▶ **Çıkarılan metin**

◇ ◇ ◇ ◇ ◇ ◇ ◇

Beşiktaş’ımın dertleri yetmezmiş gibi İtalya seyahatimde Milan’lı dostlarımın kederini görünce iki kelam etmek farz oldu. Malumunuz, İtalya’nın da üç büyükleri Juventus, Milan ve Inter’dir. Bunların yanına Trabzon misali Roma’yı da 4. Büyük olarak ekleyebilirsiniz.
Her ne kadar bizim üç büyüklerle tam bir kıyaslama yapmak zor olsa da biraz zorlamayla Juventus’u en fazla ve her sosyo-ekonomik kesimden taraftar sahibi kulüp olarak Fenerbahçe’ye; Inter’i adının Internazionale olması ve İtalyan futbolunu uluslararası arenada temsil etmek amaçlı kurulması yüzünden bir de daha varlıklı ve snob taraftar kitlesi nedeniyle Galatasaray’a benzetirsek, Milan da daha işçi sınıfı ve mütevazı insanlara yakınlığı ve 3. Büyük olması nedeniyle Beşiktaş’a benzetilebilir.
Maalesef daha fazla olmasını isteyebileceğimiz benzerlikler ancak bunlarla sınırlıdır çünkü her üç kulübün de İtalyan milli futbol takımının da uluslararası başarıları bizim annemizin liginde kazandığımız kupalardan bile belki fazladır.
Milan’ın efsane zamanları ise 60’larda Gianni Rivera’nın kaptanı olduğu ve Avrupa Şampiyonlukları’nın başladığı dönem. Ardından uzun bir suskunluk ve 80-81 sezonunda bahis skandalında küme düştükten iki sezon sonra tekrar küme düşmesi kulübün tarihindeki kara lekelerdir. 80’lerin hızla parlayan becerikli işadamı Berlusconi’nin 20 Şubat 1986’da kulübü satın almasıyla borç batağında debelenen Milan sihirli bir değnek değmişçesine yükselişe geçer ve kara bulutlar hızla dağılır.

◇ ◇ ◇ ◇ ◇ ◇ ◇

▶ **Kayıtlı veriler**
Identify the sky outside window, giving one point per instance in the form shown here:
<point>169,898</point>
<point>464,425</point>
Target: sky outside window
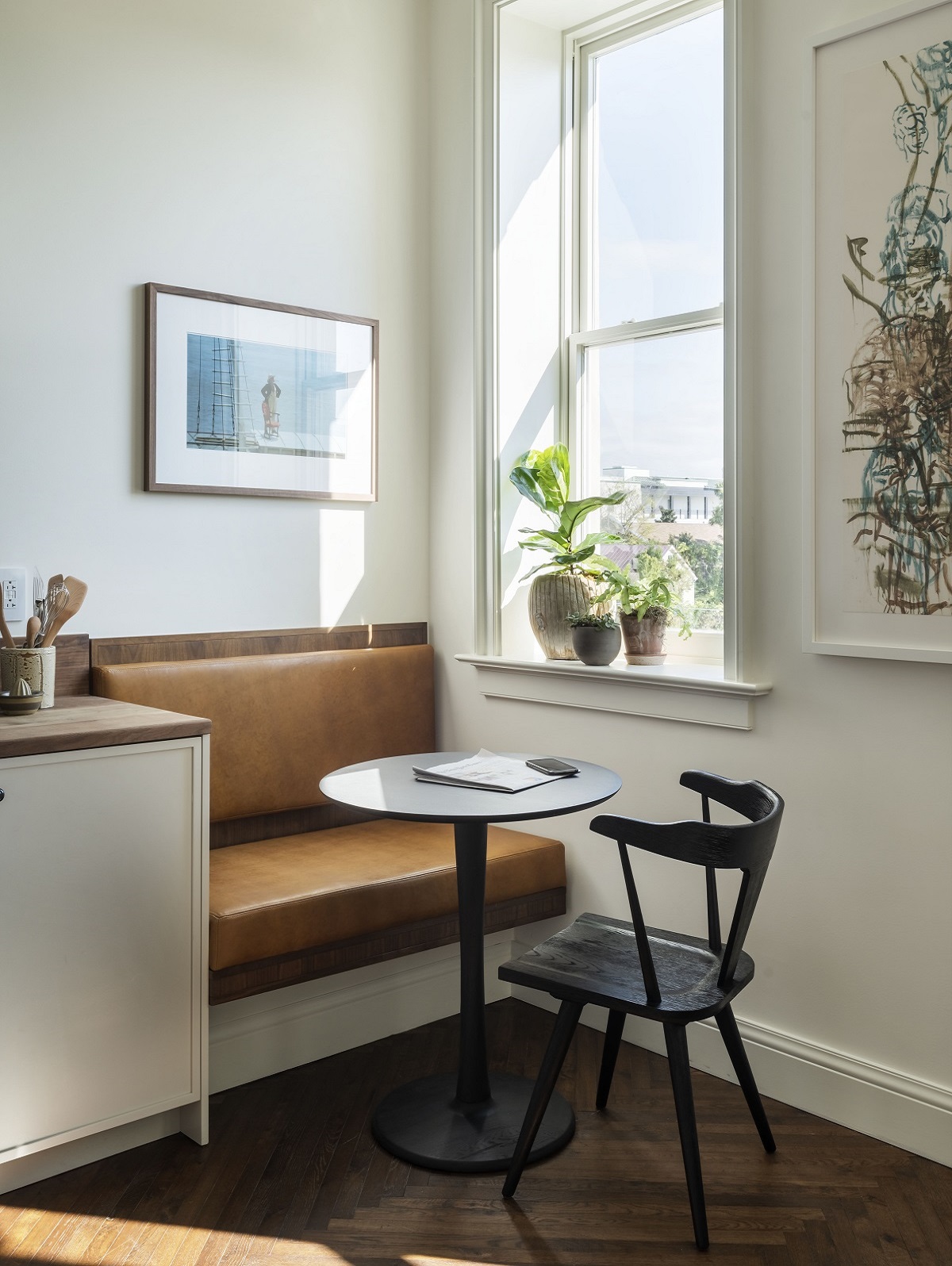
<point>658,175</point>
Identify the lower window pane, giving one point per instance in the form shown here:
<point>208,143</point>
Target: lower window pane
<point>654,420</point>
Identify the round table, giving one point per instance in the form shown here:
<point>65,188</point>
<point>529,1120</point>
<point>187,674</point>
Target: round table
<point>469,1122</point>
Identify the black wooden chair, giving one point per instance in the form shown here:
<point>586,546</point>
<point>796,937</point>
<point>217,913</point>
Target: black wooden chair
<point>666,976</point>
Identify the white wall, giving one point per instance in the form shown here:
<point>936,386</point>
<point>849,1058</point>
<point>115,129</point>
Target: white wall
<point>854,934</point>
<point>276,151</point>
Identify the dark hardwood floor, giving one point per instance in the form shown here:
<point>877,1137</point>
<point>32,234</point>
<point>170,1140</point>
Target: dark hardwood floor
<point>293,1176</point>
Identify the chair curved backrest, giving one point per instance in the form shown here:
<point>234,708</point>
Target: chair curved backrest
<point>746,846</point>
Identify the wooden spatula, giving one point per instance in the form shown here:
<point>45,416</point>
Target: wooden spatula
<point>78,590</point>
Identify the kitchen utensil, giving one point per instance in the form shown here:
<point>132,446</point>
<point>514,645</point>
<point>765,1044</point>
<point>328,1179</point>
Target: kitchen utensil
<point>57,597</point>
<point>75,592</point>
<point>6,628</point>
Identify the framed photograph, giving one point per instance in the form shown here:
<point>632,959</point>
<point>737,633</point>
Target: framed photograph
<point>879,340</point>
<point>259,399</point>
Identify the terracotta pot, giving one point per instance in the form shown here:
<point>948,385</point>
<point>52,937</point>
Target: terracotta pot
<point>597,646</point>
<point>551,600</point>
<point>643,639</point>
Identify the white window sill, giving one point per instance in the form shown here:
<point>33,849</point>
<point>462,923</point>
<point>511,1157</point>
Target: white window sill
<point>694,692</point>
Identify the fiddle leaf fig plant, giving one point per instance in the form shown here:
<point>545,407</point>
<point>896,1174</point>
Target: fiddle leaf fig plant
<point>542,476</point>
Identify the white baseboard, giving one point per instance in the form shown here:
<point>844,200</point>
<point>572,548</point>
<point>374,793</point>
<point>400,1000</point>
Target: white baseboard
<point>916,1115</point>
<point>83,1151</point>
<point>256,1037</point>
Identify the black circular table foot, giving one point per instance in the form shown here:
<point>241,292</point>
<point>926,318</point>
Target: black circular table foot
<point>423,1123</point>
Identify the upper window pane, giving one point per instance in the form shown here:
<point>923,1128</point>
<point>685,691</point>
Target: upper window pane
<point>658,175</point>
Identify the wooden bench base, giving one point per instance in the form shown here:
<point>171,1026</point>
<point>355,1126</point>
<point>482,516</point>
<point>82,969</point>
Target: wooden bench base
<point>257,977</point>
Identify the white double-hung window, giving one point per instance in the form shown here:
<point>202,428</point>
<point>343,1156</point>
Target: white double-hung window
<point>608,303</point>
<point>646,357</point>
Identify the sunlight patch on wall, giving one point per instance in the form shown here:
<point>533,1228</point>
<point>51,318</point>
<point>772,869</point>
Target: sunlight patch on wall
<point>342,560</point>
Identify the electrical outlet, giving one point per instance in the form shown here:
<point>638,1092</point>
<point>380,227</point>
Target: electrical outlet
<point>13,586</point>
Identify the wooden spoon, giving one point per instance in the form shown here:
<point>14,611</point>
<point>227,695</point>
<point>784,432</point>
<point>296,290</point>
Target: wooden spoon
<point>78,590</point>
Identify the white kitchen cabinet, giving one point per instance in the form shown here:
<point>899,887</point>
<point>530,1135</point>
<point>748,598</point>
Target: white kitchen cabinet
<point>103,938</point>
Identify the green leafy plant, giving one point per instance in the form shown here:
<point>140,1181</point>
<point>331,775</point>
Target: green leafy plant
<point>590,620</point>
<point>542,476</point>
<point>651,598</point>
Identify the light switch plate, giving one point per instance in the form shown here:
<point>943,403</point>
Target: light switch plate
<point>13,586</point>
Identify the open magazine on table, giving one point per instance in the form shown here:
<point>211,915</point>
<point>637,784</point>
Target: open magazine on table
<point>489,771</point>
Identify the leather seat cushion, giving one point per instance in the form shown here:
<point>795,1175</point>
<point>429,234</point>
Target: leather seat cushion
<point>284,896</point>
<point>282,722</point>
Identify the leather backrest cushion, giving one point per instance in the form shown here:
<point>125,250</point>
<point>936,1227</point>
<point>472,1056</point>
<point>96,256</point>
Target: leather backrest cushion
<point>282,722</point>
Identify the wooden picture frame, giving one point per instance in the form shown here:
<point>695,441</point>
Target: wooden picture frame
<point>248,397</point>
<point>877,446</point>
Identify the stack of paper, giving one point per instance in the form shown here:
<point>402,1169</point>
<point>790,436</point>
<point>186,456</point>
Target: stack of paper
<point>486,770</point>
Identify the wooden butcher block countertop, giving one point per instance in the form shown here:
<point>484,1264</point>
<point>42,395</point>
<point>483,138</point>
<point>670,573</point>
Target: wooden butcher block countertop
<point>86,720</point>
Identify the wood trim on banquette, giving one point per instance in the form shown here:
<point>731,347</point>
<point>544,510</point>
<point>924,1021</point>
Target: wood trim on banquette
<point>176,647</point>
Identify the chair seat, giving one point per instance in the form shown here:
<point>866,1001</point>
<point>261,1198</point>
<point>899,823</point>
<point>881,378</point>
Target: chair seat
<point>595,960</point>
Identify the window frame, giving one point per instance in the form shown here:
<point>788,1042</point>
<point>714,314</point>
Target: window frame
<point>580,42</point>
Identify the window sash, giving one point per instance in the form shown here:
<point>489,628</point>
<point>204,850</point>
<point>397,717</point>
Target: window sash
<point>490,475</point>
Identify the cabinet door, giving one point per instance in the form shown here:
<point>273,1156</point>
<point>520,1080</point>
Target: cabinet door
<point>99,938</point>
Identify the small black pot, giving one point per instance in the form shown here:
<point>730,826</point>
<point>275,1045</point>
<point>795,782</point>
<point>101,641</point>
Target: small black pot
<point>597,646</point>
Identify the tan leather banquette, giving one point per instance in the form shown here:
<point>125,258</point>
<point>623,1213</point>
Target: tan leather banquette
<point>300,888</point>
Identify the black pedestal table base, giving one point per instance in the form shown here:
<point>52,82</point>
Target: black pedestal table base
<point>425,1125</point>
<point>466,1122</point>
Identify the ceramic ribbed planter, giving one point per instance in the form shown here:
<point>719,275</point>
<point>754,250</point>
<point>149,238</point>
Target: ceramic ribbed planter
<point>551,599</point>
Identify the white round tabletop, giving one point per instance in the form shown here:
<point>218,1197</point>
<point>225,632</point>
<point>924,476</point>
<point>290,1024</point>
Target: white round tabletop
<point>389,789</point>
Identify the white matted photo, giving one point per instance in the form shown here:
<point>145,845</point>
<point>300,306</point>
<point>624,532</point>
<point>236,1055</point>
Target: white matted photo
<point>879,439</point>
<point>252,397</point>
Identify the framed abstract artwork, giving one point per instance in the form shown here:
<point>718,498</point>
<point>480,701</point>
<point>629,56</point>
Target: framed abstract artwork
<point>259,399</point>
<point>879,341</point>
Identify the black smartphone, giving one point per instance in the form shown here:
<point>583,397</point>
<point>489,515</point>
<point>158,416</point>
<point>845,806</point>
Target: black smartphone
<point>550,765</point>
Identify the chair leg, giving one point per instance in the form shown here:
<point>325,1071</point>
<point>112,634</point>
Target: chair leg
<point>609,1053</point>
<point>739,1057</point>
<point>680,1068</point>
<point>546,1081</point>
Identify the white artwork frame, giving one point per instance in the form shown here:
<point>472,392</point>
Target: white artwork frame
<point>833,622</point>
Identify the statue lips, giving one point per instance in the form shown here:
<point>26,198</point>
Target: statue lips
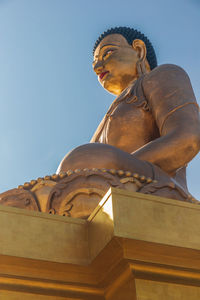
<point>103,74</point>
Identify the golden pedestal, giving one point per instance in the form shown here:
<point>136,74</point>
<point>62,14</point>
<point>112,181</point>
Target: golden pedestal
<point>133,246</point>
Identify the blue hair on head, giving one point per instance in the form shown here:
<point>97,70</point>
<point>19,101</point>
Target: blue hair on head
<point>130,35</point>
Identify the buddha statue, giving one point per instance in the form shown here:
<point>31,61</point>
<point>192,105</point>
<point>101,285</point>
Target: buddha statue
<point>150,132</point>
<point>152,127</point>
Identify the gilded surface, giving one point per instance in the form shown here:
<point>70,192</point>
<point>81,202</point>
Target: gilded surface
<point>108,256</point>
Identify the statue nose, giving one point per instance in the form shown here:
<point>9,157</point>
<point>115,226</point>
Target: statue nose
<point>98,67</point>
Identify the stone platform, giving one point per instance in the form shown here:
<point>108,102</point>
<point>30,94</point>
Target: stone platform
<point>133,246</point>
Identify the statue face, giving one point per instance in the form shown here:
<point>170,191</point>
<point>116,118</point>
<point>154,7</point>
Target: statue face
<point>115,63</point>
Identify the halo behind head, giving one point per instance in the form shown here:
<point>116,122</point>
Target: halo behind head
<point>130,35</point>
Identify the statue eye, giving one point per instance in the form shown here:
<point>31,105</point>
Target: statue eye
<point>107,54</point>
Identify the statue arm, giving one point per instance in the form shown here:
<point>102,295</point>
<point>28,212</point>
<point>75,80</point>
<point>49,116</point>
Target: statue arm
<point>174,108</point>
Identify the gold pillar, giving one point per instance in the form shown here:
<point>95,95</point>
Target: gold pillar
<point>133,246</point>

◇ ◇ ◇ ◇ ◇ ◇ ◇

▶ **Görevler**
1. Milan yazısında "Milan’ın efsane zamanları" ile başlayıp "bulutlar hızla dağılır." ile biten bölümü hiçbir değişiklik yapmadan yazın.
2. Aşağıdaki ifadelerin Milan yazısıyla örtüşüp örtüşmediğini her biri için evet ya da hayır diye belirtin ve kararı belirleyen sözleri Milan yazısından aynen alıntılayın. (a) Berlusconi kulübü 20 Şubat 1986'da satın almıştır. (b) Yazar Juventus'u Galatasaray'a benzetmektedir. (c) Milan'ın Avrupa Şampiyonlukları, Gianni Rivera'nın kaptan olduğu dönemde başlamıştır.

▶ **Çözülen görevler**
1.
Milan’ın efsane zamanları ise 60’larda Gianni Rivera’nın kaptanı olduğu ve Avrupa Şampiyonlukları’nın başladığı dönem. Ardından uzun bir suskunluk ve 80-81 sezonunda bahis skandalında küme düştükten iki sezon sonra tekrar küme düşmesi kulübün tarihindeki kara lekelerdir. 80’lerin hızla parlayan becerikli işadamı Berlusconi’nin 20 Şubat 1986’da kulübü satın almasıyla borç batağında debelenen Milan sihirli bir değnek değmişçesine yükselişe geçer ve kara bulutlar hızla dağılır.

2.
(a) Evet: "20 Şubat 1986’da kulübü satın almasıyla"
(b) Hayır: "Juventus’u en fazla ve her sosyo-ekonomik kesimden taraftar sahibi kulüp olarak Fenerbahçe’ye"
(c) Evet: "60’larda Gianni Rivera’nın kaptanı olduğu ve Avrupa Şampiyonlukları’nın başladığı dönem"